**Record list**
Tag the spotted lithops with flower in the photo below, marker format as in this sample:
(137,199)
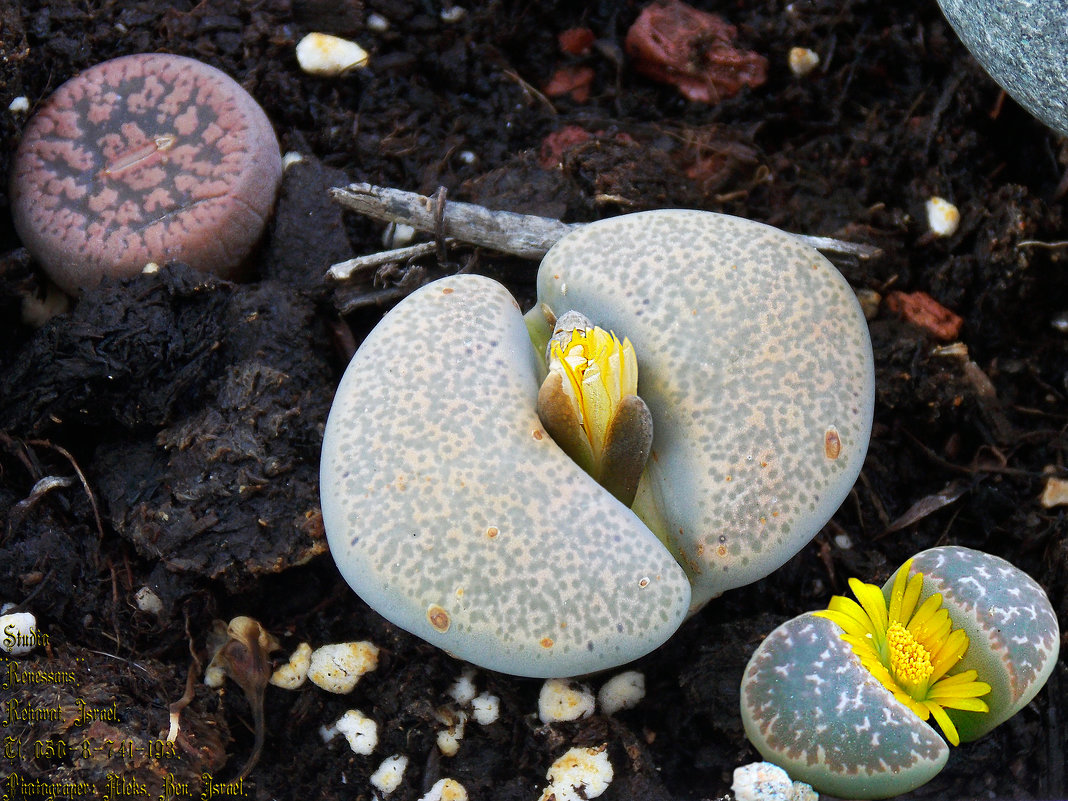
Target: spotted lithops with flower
(839,697)
(478,469)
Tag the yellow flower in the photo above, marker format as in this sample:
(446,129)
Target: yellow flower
(589,404)
(600,372)
(909,649)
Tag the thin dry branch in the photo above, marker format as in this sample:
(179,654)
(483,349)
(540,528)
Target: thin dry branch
(525,236)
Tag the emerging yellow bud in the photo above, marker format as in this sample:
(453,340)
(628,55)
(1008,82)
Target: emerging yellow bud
(589,404)
(600,372)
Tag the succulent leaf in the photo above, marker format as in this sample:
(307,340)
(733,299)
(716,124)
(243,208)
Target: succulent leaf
(453,514)
(810,706)
(756,367)
(1014,637)
(451,511)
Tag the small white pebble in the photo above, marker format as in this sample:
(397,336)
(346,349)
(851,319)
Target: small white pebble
(449,739)
(292,675)
(844,542)
(454,14)
(802,61)
(338,668)
(388,776)
(320,53)
(579,774)
(942,217)
(445,789)
(560,701)
(18,633)
(762,782)
(291,158)
(377,22)
(359,729)
(397,235)
(485,708)
(462,690)
(621,692)
(147,600)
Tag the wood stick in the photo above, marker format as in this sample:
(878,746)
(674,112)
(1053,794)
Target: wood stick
(525,236)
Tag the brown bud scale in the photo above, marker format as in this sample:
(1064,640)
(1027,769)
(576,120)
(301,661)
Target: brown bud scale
(144,158)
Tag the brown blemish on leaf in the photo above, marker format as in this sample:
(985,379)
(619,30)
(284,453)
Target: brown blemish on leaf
(832,443)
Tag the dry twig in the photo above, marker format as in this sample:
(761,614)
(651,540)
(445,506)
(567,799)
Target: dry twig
(525,236)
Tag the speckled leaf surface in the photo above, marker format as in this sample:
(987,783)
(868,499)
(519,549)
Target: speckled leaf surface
(453,514)
(1014,637)
(756,364)
(811,707)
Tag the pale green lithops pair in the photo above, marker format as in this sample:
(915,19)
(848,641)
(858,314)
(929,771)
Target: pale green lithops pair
(838,697)
(452,511)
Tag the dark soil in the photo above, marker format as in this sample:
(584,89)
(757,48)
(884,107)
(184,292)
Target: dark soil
(183,414)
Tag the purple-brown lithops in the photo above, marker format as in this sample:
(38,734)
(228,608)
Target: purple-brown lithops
(143,159)
(452,511)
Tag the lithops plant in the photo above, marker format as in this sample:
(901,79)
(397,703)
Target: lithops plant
(451,509)
(142,159)
(839,697)
(1022,45)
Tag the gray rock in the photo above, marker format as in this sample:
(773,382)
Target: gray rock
(1023,45)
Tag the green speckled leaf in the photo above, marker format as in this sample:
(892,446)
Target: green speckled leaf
(454,515)
(755,361)
(1014,637)
(811,707)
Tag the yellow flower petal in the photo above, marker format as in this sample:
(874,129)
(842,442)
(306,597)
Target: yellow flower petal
(898,592)
(874,602)
(909,649)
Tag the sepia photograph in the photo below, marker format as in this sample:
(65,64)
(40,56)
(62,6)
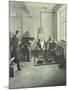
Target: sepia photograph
(37,44)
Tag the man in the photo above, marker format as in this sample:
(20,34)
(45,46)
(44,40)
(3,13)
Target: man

**Set exercise**
Can you rewrite all of the data above with each "Target" renamed to "Label" and everything else left unchanged? Leave the pictures out of your answer.

**Final answer**
Tag the spotted lithops with flower in the photo below, marker format as in this sample:
(137,199)
Label: spotted lithops with flower
(839,697)
(478,469)
Tag the yellow flower in the photo above, marker format as in this sample:
(446,129)
Label: yellow flower
(589,404)
(600,372)
(909,649)
Tag the thin dry branch in the photo above, marker format as in this sample:
(179,654)
(483,349)
(540,528)
Label: thin dry branch
(525,236)
Tag the emerging yellow bud in the photo above, marker format as in this sample:
(453,340)
(628,55)
(1008,82)
Label: emerging yellow bud
(589,404)
(600,372)
Tag the succulent leaf in the photo above, marker format as in this sample:
(307,340)
(733,299)
(716,124)
(243,208)
Label: succulent leaf
(453,514)
(810,706)
(756,367)
(1014,637)
(451,511)
Tag the small white pebble in the photo above, marker format as in this sample:
(397,336)
(346,349)
(851,319)
Label: small white pebble
(449,739)
(292,675)
(844,542)
(454,14)
(802,61)
(338,668)
(388,776)
(320,53)
(579,774)
(942,217)
(445,789)
(560,701)
(18,633)
(762,782)
(291,158)
(377,22)
(359,729)
(397,235)
(485,708)
(462,690)
(621,692)
(147,600)
Tag the wood stick in the photo above, marker format as in this sample:
(878,746)
(674,112)
(1053,794)
Label: wood stick
(525,236)
Tag the brown bud scale in the photo above, marker format as in this sample:
(1064,640)
(1027,769)
(576,120)
(301,661)
Label: brown bud scale
(144,158)
Tag the brown blemish on leaf in the photo above, marker format as in this sample:
(985,379)
(619,30)
(284,453)
Label: brown blemish on leaf
(832,443)
Tag the dry twig in the photo above, marker format as in this sample:
(761,614)
(651,540)
(445,506)
(567,799)
Label: dry twig
(525,236)
Tag the speckled leaf surface in the photo above, marker format as in this sample:
(987,783)
(868,499)
(519,549)
Label: speckled leaf surface
(453,514)
(1014,637)
(756,364)
(811,707)
Tag the pale green lithops pair in the photo above, marker format as in this sample:
(915,19)
(848,641)
(858,314)
(929,771)
Label: pale green lithops pair
(838,697)
(452,511)
Tag the dark soil in the photo above, marker format as in this sample:
(584,89)
(757,48)
(884,107)
(184,292)
Label: dark soil
(183,414)
Tag the purple-brown lithops in the photo above, marker format as in this sample:
(38,734)
(228,608)
Label: purple-brown lithops
(143,159)
(452,511)
Tag the lithops plant in the photo above, marker format as in this sample:
(901,79)
(397,703)
Label: lithops plant
(451,509)
(142,159)
(839,697)
(1022,45)
Tag the gray rock in the photo above, marker format as in this sample:
(773,382)
Label: gray rock
(1023,45)
Tag the green speckled leaf in the photo above, marker format as in this sample:
(892,446)
Label: green speckled leaf
(454,515)
(755,361)
(1014,637)
(811,707)
Tag the yellow flower petal in the photo above, marker format as in this sample:
(874,129)
(842,442)
(306,597)
Label: yellow flower petal
(898,592)
(874,602)
(909,649)
Tag the sepia photograph in the photo below, marker format as in this sample:
(65,64)
(40,56)
(62,6)
Label: sepia photograph
(37,44)
Tag the man in the photo above, marker format as in this sample:
(20,34)
(45,46)
(44,40)
(3,13)
Label: man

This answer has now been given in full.